▸ Stated task:
Each entry in the listing below should be restated word for word.
Exercise material start
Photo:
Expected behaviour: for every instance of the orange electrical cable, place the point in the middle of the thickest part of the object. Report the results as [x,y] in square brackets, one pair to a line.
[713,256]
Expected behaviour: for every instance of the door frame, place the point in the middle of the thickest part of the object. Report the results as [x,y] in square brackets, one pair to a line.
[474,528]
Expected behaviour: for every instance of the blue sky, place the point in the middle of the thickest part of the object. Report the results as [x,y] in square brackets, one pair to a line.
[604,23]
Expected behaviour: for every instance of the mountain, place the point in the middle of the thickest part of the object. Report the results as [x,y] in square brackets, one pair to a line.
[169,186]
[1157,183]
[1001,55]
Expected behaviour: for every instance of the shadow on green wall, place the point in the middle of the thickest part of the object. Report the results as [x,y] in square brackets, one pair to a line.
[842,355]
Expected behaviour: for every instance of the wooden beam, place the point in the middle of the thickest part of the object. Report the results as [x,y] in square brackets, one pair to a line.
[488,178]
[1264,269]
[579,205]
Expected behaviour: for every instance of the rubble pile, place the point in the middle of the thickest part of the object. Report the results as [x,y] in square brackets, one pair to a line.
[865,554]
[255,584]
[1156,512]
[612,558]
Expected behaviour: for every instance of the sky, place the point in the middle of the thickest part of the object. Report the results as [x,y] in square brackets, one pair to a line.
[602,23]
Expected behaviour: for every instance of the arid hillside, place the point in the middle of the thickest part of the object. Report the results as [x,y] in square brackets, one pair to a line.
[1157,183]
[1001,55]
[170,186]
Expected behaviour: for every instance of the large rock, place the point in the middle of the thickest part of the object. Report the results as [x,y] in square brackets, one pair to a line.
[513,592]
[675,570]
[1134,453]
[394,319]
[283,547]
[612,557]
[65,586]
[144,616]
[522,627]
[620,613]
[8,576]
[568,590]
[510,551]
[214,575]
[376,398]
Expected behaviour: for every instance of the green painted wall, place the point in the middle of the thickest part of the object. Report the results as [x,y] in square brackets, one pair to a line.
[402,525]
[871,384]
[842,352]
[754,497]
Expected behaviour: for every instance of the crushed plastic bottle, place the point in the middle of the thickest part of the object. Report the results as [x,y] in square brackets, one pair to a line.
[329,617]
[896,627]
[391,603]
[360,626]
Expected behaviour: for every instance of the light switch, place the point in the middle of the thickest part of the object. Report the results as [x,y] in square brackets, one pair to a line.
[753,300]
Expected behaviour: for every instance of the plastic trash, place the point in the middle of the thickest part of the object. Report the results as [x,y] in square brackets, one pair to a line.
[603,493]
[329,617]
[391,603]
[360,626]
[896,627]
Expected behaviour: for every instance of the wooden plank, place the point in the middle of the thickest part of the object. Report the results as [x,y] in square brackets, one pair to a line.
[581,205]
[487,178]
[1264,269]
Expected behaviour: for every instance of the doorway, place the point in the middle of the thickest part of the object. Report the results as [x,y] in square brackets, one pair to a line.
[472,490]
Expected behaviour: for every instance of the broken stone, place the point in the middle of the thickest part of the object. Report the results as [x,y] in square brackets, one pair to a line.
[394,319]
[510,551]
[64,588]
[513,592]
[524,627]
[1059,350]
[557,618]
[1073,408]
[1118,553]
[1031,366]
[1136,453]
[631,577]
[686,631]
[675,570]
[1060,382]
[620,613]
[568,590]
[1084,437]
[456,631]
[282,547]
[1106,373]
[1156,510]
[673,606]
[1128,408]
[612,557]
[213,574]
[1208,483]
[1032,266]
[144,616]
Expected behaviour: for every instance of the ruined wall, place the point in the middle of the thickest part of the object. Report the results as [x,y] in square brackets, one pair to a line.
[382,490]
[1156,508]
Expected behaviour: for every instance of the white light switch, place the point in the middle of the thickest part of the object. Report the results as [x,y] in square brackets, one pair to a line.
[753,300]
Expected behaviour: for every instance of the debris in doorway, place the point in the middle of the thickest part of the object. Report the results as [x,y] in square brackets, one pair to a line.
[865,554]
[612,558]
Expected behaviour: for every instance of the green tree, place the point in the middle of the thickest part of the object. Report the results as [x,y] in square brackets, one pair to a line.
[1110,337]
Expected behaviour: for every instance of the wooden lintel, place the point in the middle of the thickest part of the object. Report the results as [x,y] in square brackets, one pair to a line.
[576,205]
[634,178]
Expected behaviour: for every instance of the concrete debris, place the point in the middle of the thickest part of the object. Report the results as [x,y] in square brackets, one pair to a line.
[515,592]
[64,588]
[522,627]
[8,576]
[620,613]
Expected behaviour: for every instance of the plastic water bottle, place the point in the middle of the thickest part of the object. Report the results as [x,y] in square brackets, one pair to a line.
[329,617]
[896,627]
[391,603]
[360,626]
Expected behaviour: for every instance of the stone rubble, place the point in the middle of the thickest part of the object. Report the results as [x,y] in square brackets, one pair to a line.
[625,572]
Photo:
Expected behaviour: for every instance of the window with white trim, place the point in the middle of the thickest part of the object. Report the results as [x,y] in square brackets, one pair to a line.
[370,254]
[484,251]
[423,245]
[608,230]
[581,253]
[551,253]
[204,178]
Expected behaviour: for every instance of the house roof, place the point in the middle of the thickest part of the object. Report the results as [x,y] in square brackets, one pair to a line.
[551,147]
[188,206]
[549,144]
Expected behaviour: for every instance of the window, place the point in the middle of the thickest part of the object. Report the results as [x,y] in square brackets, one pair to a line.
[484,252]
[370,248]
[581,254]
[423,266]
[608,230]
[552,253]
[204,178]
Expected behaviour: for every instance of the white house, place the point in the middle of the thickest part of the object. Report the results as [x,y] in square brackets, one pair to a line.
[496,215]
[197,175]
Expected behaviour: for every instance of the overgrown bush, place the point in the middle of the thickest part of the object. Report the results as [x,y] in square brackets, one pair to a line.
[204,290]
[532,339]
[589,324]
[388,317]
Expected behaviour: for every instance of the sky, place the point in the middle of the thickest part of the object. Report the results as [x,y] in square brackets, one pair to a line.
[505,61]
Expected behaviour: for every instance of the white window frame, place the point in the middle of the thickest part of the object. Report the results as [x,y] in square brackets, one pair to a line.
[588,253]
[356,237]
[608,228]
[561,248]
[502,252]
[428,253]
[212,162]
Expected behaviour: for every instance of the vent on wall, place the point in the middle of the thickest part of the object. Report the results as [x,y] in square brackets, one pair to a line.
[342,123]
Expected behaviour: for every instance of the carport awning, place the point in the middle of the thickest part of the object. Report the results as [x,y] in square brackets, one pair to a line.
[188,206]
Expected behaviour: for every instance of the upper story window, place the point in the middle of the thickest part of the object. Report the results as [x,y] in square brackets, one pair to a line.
Exercise material end
▸ Written solution:
Photo:
Expected behaviour: for every instance of the orange electrical cable, place the point in the middle of the thickest part of the object. Report the results as [x,y] in square brackets, one pair to a line.
[713,256]
Expected behaviour: for every instance of the door frame, place the point in the middle of the thickest part of the object. Report the results as [x,y] in square brackets, one pair to a line.
[474,528]
Expected behaviour: for every instance of the blue sky, place the point in the middle of the thickest part of the object. Report the results as [x,y] in square brackets, one pair to a line.
[604,23]
Expected behaviour: for every instance of the mountain, place the point in the middle of the thickest part of the object. Report the results as [x,y] in square brackets, one pair to a line.
[169,186]
[1157,183]
[1001,55]
Expected behaviour: for every instance of the shadow on green wall, place the point in the middle of the thickest part of the object. Report the results as [x,y] in square brackets, one pair to a line.
[842,355]
Expected behaviour: for every instance of the wooden beam, place the point in the middle of the thickest part of the object. Report the results as [x,y] in square brackets, one pair to a line.
[488,178]
[1264,269]
[579,205]
Expected behaviour: for every instance of the rubble pile, place the point in the middle of the thickest part of the object. Report the results as [x,y] in square brackets, one pair to a line.
[865,554]
[255,584]
[1156,512]
[612,558]
Expected behaviour: for every instance of the sky, place the point in the middle of the thickest part of the object. Report the results as [x,y] in square brackets, one pair to a line.
[602,23]
Expected behaviour: for every instance of the arid hillside, place the point in the middle of the thickest part of the object. Report the results as [x,y] in square brackets, one pair to a line.
[1157,183]
[1001,55]
[170,186]
Expected behaviour: for every instance of the large rock, place the point in the middle of the thickest part of the object. Report the results as [x,y] in square brackets, one pair to a line.
[513,592]
[675,570]
[1134,453]
[394,319]
[283,547]
[612,557]
[65,586]
[144,616]
[522,627]
[620,613]
[8,576]
[568,590]
[510,551]
[214,575]
[376,398]
Expected behaviour: for every instance of the green painted wall, place the point in the middle of the thickest part of the object. Report the results as [x,y] in square brackets, one pair to a line.
[402,525]
[871,384]
[842,352]
[754,497]
Expected behaviour: for every instance of the crushed plastic bottle, place the point in the middle of the thickest part of the object. Report the results as [x,y] in square brackets, one pair to a line.
[329,617]
[896,627]
[391,603]
[360,626]
Expected behaviour: for every instance of the light switch, place the point in the middle of the thickest part of the object. Report the results as [x,y] in square brackets, one pair to a line.
[753,300]
Expected behaviour: for every instance of the plastic trash, place the point in the middle of the thickest part of the object. Report the results as [x,y] in square brackets, one pair to a line.
[603,493]
[329,617]
[391,603]
[360,626]
[896,627]
Expected behaviour: for every instance of the wooden plank, place the point in the middle of the thickest part of the object. Report the results as [x,y] in square brackets, one pair to a line.
[581,205]
[487,178]
[1264,269]
Expected behaviour: for every instance of the doorway, place the point in the middle of the thickest part of the object. Report the results as [x,y] in square brackets, one pair to a line.
[472,490]
Expected behaviour: for every instance of the broken stone, place the point in the middle of the thickest part of the object. Report the results as [x,y] in square brackets, one pair to a line.
[394,319]
[510,551]
[64,588]
[513,592]
[524,627]
[1059,350]
[557,618]
[1073,408]
[1118,553]
[1031,366]
[1136,453]
[631,577]
[686,631]
[675,570]
[1060,382]
[620,613]
[568,590]
[1084,437]
[456,631]
[282,547]
[1106,373]
[1156,510]
[673,606]
[1128,408]
[612,557]
[213,574]
[1208,483]
[1032,266]
[144,616]
Expected behaviour: for every instance of the ruined wall, place the point in the middle of the thickest part of the object. Report the results as [x,y] in square brackets, one pair to a line.
[382,490]
[1156,508]
Expected behaviour: for every instance of the white light switch, place the point in the middle of the thickest part of the object. Report the results as [x,y] in square brackets, one pair to a line.
[753,300]
Expected behaviour: for every instance of the debris in doorway, place the point in the middle of the thickest part of the object. Report the results as [x,y] in square brackets, one pair to a line.
[865,554]
[612,558]
Expected behaviour: for every instance of the green tree, place the point in the middle of the thickest part of the object. Report the results as [x,y] in square brackets, one pair to a line.
[1110,337]
Expected behaviour: for every instance of the wooden lintel, place the point in the middle of the thickest part of the object. Report the results as [x,y] in square brackets, one pair to a line.
[576,205]
[634,178]
Expected behaviour: for every instance of the concrete debris, place the point in the middle of the thickest part of the object. Report the results as [x,y] in square brackets, one pair to a line.
[515,592]
[64,588]
[522,627]
[8,576]
[620,613]
Expected behaviour: for every instance of the plastic water bottle, place the point in the middle of the thickest part of the object. Report the results as [x,y] in square brackets, one pair to a line.
[329,617]
[896,627]
[391,603]
[360,626]
Expected behaviour: for every instance of the stone rubble, place the point in the middle of the thickest part of the object. Report the results as [x,y] in square brackets, one pair to a line.
[625,572]
Photo:
Expected behaviour: for every instance of the window with white trim, place the point in the middle of the thickest part of the object. Report the results as [x,y] in square brackets, one pair to a line.
[370,254]
[484,251]
[423,245]
[608,230]
[581,253]
[551,253]
[204,178]
Expected behaviour: for every instance of the house roof, place the point in the middle of the thickest part of the object. Report the results as [x,y] in square brackets, one pair to a line.
[551,147]
[188,206]
[549,144]
Expected behaviour: for every instance of the window, place the point in the middle of the thickest part of the object. Report the results as [x,y] in square brackets, one pair to a line.
[484,252]
[370,248]
[581,254]
[423,266]
[608,230]
[552,253]
[204,178]
Expected behaviour: for every instance of the white house, place the point in the middle of the thickest part of the object. Report the results as [x,y] in square brackets, one pair to a line.
[496,215]
[197,175]
Expected behaviour: for every instance of the overgrown bush, place the point in the middle of the thickest part of the object. Report the results as [x,y] in square brackets, one pair to a line.
[204,290]
[532,339]
[589,324]
[388,317]
Expected behaviour: for every instance of the sky, place the point in the middle of the thickest part of the object. Report the results as [x,y] in square brackets, one pair to a line.
[505,61]
Expected behaviour: for every instance of the white window frame, place the point in the middle of the thickest part of the object. Report the results as [x,y] in square brackets, one pair to a line.
[588,253]
[356,237]
[608,228]
[561,248]
[502,252]
[428,253]
[212,162]
Expected behaviour: for every instance of the vent on wall, place the point in the middle of the thickest part of the object. Report the results as [x,y] in square brackets, one pair to a line.
[342,123]
Expected behaviour: for every instance of the carport awning, place the point in the middle of the thickest part of the object. Report the results as [x,y] in square brackets, one pair to a line.
[188,206]
Expected behaviour: for every instance of the upper story window, place the point in the middle of the thickest part of the object. Report the results as [x,y] in square brackets, one pair to a line.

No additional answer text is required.